EXERCISE: From the recollection of the 1988 Tompkins Square riot below, return everything from "After spending several" down to "and let me in." verbatim.

TEXT SECTION:
************
I first met Nathaniel Hunter III in the midst of the Tompkins Square riot of 1988. I was writing for the now-defunct Downtown magazine (a spinoff of the East Village Eye), determined to uncover all the radical factions of the East Village and their blistering discontents, which had boiled over into this epic battle with the police.

After spending several hours chasing after protesters and watching friends and bystanders get clobbered by cops, I sought refuge inside the park itself. The entire perimeter was lined by riot police standing shoulder to shoulder, but for some reason as I approached, two officers parted and let me in.

Inside the park, I found about 40 homeless men and women dozing, or doing their best to ignore the conflagration erupting all around us. Among them was Hunter. He was sitting apart, with a big sack of blankets and books, thumbing through a copy of Hegel’s “Phenomenology of Mind.”

I couldn’t believe it. Who was this vagabond genius with the presence of mind to peruse one of the most dense philosophical tracts in the middle of a riot? Surely he could elucidate the nature of the “class war” that all the protesters were shouting about. Or explain why people were protesting the eviction of the homeless from the park, when many of the homeless were still there.

“We’re being manipulated in a sense that’s beyond our control,” Hunter told me. “In the midst of all this hoopla, this middle-class expression of self, the homeless are sleeping. Now isn’t that ironic?”

When I pressed further, he replied, “Look, you are looking to define an issue when there really isn’t just one issue but a simultaneity of events, the total reality of which cannot be encompassed by any news report.”

Impressed, I quoted Hunter extensively in my account of the riot for Downtown. It didn’t go over very well with the radical set, who didn’t much appreciate having the riot cast as “middle-class self-expressionism” — by one of the park’s occupants, no less. I remember one squatter coming up to me on Avenue A and spitting in my face.

And as I later learned, Hunter, or Junior, as everyone called him, wasn’t really the learned street scholar I’d imagined. He’d probably picked up that Hegel book and skimmed through a few pages, enough to riff on the “phenomenology” of the riot and its “dialectical contradictions".
************
PROVIDED MATERIAL:
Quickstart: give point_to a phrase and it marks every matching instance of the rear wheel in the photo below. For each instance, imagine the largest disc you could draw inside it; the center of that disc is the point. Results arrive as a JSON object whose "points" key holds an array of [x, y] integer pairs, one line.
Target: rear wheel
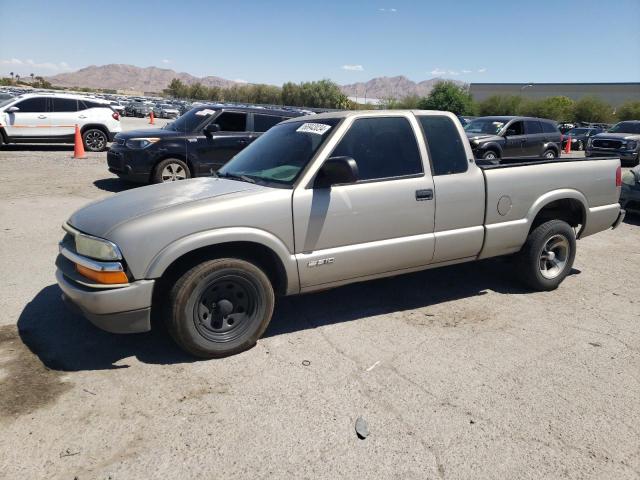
************
CORRECT RESPONSE:
After spending several hours chasing after protesters and watching friends and bystanders get clobbered by cops, I sought refuge inside the park itself. The entire perimeter was lined by riot police standing shoulder to shoulder, but for some reason as I approached, two officers parted and let me in.